▶ **YOUR OBJECTIVE**
What is needed is a word-for-word restatement of all the entries.

'''

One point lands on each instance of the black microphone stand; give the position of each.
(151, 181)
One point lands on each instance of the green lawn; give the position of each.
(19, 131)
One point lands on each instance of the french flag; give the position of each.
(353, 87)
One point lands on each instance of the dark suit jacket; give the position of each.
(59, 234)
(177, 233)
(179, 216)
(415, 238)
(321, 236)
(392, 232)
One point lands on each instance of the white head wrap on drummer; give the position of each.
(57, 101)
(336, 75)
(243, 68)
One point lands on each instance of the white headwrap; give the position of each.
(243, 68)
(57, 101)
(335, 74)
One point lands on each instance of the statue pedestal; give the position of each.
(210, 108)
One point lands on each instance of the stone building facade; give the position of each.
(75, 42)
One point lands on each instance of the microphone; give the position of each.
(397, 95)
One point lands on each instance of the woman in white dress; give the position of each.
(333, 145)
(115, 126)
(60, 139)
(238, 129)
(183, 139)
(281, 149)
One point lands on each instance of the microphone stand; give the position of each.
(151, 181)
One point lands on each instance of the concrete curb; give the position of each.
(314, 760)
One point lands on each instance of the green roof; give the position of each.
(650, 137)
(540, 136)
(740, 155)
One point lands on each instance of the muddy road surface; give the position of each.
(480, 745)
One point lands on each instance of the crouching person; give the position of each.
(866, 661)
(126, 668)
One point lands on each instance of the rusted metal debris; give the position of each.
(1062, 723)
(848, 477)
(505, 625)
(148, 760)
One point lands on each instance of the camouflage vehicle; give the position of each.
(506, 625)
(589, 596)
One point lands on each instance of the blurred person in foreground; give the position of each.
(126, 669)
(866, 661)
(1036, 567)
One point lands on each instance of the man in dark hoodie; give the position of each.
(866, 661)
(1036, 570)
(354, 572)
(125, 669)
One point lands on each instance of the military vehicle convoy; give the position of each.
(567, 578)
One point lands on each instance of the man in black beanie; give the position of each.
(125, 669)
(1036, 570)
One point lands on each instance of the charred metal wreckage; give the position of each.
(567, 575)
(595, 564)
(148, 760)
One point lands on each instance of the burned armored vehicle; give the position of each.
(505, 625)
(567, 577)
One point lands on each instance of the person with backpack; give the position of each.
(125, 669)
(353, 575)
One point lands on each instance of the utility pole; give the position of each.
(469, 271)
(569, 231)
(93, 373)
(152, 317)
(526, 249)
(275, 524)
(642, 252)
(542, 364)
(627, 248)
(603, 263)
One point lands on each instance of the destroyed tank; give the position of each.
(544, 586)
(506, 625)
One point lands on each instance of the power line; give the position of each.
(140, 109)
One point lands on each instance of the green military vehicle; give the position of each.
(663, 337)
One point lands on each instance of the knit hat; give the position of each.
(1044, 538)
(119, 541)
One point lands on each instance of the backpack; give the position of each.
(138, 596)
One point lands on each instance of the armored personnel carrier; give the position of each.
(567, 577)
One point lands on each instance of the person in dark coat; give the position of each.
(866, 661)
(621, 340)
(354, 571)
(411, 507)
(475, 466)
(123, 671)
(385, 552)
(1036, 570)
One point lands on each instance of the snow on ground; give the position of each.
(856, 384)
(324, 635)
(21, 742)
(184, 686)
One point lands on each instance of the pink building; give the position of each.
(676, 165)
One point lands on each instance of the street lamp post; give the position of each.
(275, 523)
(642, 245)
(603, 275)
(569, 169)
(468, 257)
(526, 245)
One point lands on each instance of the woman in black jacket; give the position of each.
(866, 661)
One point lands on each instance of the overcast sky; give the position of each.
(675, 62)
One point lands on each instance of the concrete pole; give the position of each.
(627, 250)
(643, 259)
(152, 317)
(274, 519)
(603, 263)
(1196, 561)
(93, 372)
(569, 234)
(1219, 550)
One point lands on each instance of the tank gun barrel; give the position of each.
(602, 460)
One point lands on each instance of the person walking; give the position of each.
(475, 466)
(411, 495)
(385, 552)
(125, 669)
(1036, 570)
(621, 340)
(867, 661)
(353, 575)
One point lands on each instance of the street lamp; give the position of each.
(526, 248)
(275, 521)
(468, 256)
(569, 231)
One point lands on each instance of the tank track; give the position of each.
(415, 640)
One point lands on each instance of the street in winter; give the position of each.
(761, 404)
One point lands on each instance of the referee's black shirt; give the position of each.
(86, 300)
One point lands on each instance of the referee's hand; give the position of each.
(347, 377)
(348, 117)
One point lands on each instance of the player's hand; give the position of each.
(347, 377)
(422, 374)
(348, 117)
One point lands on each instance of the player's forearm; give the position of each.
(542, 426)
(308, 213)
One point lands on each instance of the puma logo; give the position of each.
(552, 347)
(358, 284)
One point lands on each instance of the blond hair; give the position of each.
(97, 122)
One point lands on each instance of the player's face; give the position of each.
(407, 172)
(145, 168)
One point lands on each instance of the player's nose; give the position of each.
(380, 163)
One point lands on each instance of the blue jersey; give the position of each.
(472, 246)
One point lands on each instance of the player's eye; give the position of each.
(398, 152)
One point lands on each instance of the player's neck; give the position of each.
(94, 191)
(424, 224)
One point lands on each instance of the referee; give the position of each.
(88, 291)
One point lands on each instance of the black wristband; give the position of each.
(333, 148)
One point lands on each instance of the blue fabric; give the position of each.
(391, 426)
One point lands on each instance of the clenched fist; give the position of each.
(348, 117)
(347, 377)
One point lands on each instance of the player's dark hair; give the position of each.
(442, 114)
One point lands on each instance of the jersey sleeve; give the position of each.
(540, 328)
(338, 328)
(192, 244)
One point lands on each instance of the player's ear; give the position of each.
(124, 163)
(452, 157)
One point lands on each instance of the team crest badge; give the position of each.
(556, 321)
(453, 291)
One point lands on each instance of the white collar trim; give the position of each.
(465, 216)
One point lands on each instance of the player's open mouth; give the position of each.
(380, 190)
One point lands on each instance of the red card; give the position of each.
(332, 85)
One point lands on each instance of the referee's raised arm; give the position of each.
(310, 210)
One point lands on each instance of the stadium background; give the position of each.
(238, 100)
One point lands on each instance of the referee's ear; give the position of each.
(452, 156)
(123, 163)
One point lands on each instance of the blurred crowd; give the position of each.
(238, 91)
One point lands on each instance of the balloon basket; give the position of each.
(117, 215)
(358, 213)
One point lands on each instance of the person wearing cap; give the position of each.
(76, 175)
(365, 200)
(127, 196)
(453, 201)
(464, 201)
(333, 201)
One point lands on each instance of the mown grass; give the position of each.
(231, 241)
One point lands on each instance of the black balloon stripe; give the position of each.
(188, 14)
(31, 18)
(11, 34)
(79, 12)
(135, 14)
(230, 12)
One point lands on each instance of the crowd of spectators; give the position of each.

'''

▶ **SOLUTION FOR THIS TASK**
One point lands on each instance of the black microphone stand; give the position of each.
(151, 181)
One point lands on each instance of the green lawn; give the position of each.
(19, 131)
One point lands on each instance of the french flag; give the position of each.
(353, 87)
One point lands on each instance of the dark suit jacket; give the position of each.
(59, 234)
(177, 233)
(179, 216)
(415, 238)
(321, 236)
(392, 232)
One point lands on each instance of the white head wrap on drummer; give the position of each.
(57, 101)
(336, 75)
(243, 68)
One point lands on each instance of the white headwrap; give the position of each.
(243, 68)
(57, 101)
(335, 74)
One point lands on each instance of the statue pedestal; give the position of each.
(210, 108)
One point lands on each instance of the stone building facade; give the position of each.
(75, 42)
One point lands on each instance of the microphone; give the position of each.
(397, 95)
One point lands on each instance of the woman in white dress; give the position of each.
(333, 145)
(115, 126)
(60, 139)
(238, 129)
(183, 139)
(281, 149)
One point lands on each instance of the microphone stand; give the position of each.
(151, 181)
One point lands on each instance of the concrete curb; give the position of each.
(314, 760)
One point lands on each instance of the green roof; give the position of each.
(650, 137)
(540, 136)
(740, 155)
One point lands on each instance of the muddy road surface; give the position of each.
(480, 745)
One point lands on each instance of the crouching person; give the position of each.
(866, 661)
(126, 668)
One point lands on each instance of the rusted metal debris; give the position of each.
(1062, 723)
(848, 477)
(505, 625)
(148, 760)
One point lands on each instance of the camouflage vehicle; give the position of each.
(506, 625)
(589, 596)
One point lands on each instance of the blurred person in foreground; give the position of each.
(126, 669)
(866, 661)
(1036, 567)
One point lands on each instance of the man in dark hoodie; give the position of each.
(866, 661)
(1036, 570)
(354, 572)
(125, 669)
One point lands on each instance of the military vehicle convoy; give the position of each.
(567, 578)
One point lands on each instance of the man in black beanie; give the position of each.
(125, 669)
(1036, 570)
One point lands on each instance of the charred metal wreckage; give the position of each.
(567, 575)
(595, 564)
(148, 760)
One point lands on each instance of the burned armored vehicle; give the position of each.
(505, 625)
(567, 577)
One point lands on each instance of the person with backpack; give the position of each.
(125, 669)
(353, 575)
One point lands on each instance of the utility pole; give the position of each.
(469, 271)
(569, 231)
(93, 373)
(152, 317)
(526, 249)
(275, 524)
(642, 252)
(542, 364)
(627, 248)
(603, 263)
One point lands on each instance of the destroyed tank; give the position of each.
(544, 586)
(506, 625)
One point lands on each instance of the power line; give the position of each.
(140, 109)
One point lands on each instance of the green military vehicle; give the position of each.
(663, 337)
One point lands on each instance of the knit hat; give the position of each.
(1044, 538)
(119, 541)
One point lands on each instance of the backpack; give the position of each.
(138, 596)
One point lands on each instance of the armored personnel carrier; give the position of each.
(567, 577)
One point lands on each instance of the person in dark coat; give the position of each.
(866, 661)
(621, 340)
(354, 571)
(411, 507)
(475, 466)
(123, 671)
(385, 552)
(1036, 570)
One point lands on each instance of the snow on ground; give the position of each.
(856, 384)
(324, 635)
(21, 742)
(184, 686)
One point lands on each instance of the pink building; give the position of each.
(676, 165)
One point lands on each instance of the street lamp post; give the position of each.
(275, 523)
(642, 245)
(603, 275)
(569, 169)
(468, 257)
(526, 245)
One point lands on each instance of the woman in black jacket; give the position of each.
(866, 661)
One point lands on each instance of the overcast sky; give the position of each.
(675, 62)
One point lands on each instance of the concrete pole; give the position of each.
(627, 250)
(643, 259)
(152, 317)
(274, 519)
(603, 263)
(1196, 561)
(93, 372)
(569, 234)
(1219, 550)
One point lands on each instance of the tank gun barrel; give the position of each.
(602, 460)
One point lands on each instance of the person walking; give the position of each.
(475, 466)
(411, 495)
(385, 552)
(125, 669)
(1036, 570)
(621, 340)
(867, 661)
(353, 575)
One point lands on each instance of the street lamp; give the position of each.
(526, 248)
(275, 521)
(468, 256)
(569, 231)
One point lands on each instance of the tank track; give the position of each.
(415, 640)
One point lands on each instance of the street in winter; give the position of each.
(761, 404)
One point lands on each instance of the referee's black shirt; give the position of each.
(86, 300)
One point lands on each instance of the referee's hand; give the position of each.
(347, 377)
(348, 117)
One point lands on each instance of the player's hand; give the position of each.
(347, 377)
(422, 374)
(348, 117)
One point lands on each instance of the player's forearm; give the position of each.
(542, 426)
(308, 213)
One point lands on each instance of the puma logo; give the position of each.
(552, 347)
(358, 284)
One point lands on each instance of the blond hair; give the position of each.
(97, 122)
One point lands on each instance of the player's face; give the position of each.
(407, 172)
(145, 168)
One point lands on each instance of the player's nose; give the position of each.
(380, 163)
One point lands on each instance of the blue jersey; give the position of each.
(472, 246)
One point lands on each instance of the player's eye; give the position of each.
(398, 152)
One point lands on each instance of the player's neck; give the position of each.
(94, 191)
(424, 224)
One point lands on each instance of the referee; give the position of each.
(88, 291)
One point lands on each instance of the black wristband; give the position of each.
(333, 148)
One point lands on each instance of the blue fabric; give the position of each.
(391, 426)
One point lands on each instance of the clenched fist; give the position of each.
(348, 117)
(347, 377)
One point lands on each instance of the player's dark hair; give the position of each.
(442, 114)
One point lands on each instance of the jersey sleeve; give the position of each.
(540, 328)
(338, 328)
(192, 244)
One point lands on each instance of the player's ear; give the position of each.
(124, 163)
(452, 157)
One point lands on each instance of the team crest badge; give the position of each.
(556, 321)
(453, 291)
One point lands on each instance of the white collar trim; give the position of each.
(465, 216)
One point lands on each instance of the player's open mouth; give the position of each.
(380, 190)
One point lands on each instance of the red card; give the position of each.
(332, 85)
One point lands on each instance of the referee's raised arm; give the position of each.
(310, 210)
One point lands on each instance of the stadium background; give the position of each.
(238, 100)
One point lands on each instance of the referee's ear; give the position of each.
(452, 156)
(123, 163)
One point lands on each instance of the blurred crowd; give the position of each.
(238, 91)
One point lands on each instance of the balloon basket; give the position of each.
(117, 215)
(358, 213)
One point lands on each instance of the person wearing cap; give the position of each.
(76, 175)
(365, 200)
(127, 196)
(453, 201)
(464, 201)
(333, 201)
One point lands on each instance of the mown grass; give the position of each.
(231, 241)
One point lands on each instance of the black balloon stripe; give the position of each.
(188, 14)
(31, 18)
(11, 34)
(79, 12)
(135, 14)
(230, 12)
One point lands on each instance of the crowd of spectators; give the position of each.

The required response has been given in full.